▶ The problem:
Put the items below into a two-column CSV with the headers "prompt" and "reply", one row per item, placing each item's text and its answer in a single quoted field with line breaks replaced by spaces. Leave the pictures out.

Items in a dataset:
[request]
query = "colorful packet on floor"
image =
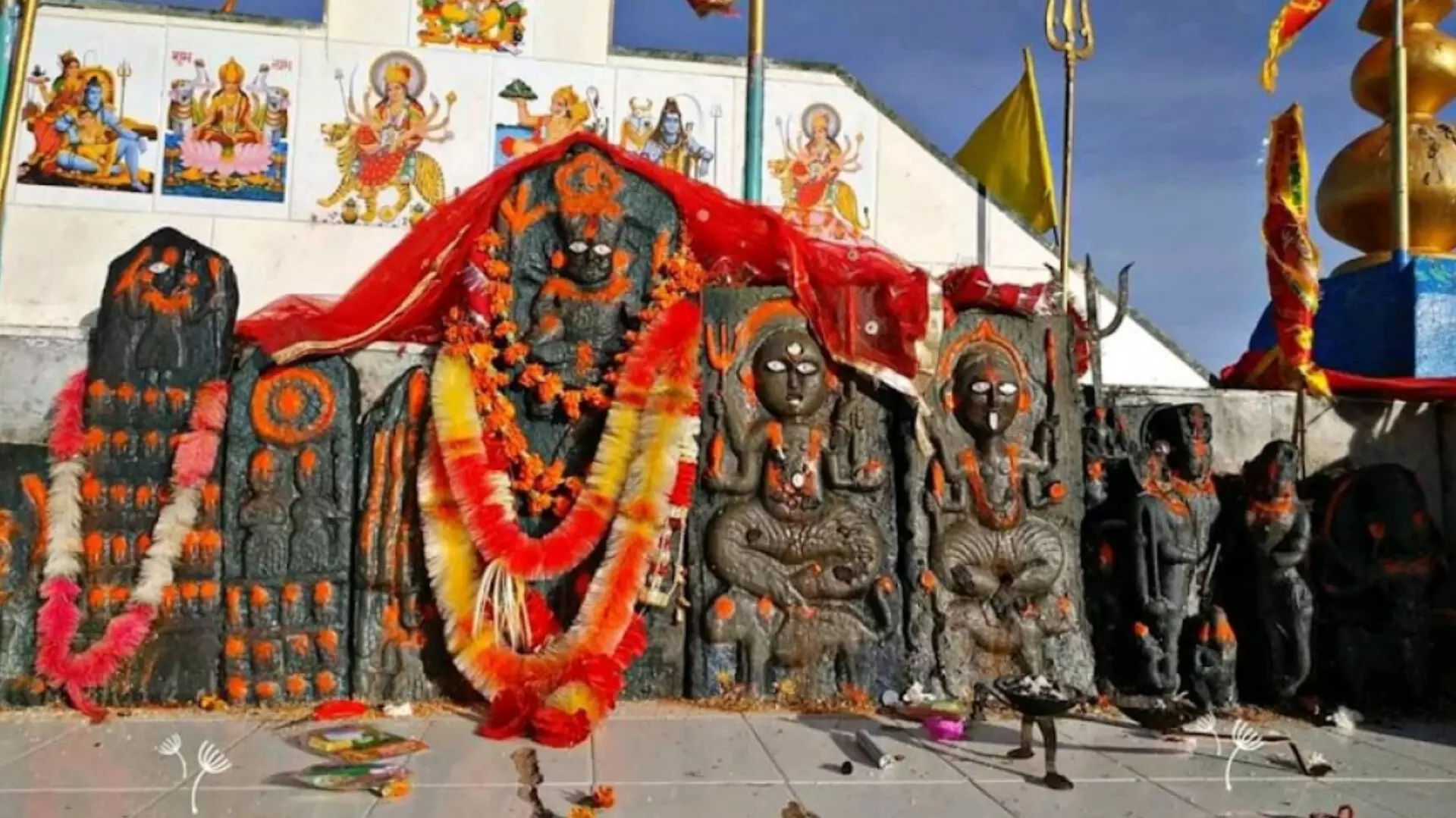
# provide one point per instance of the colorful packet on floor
(346, 778)
(363, 744)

▶ Response:
prompt,reply
"[request] query = ""colorful packet on floor"" image = # provide one point per instance of the colorful packet on floor","(346, 778) (363, 744)"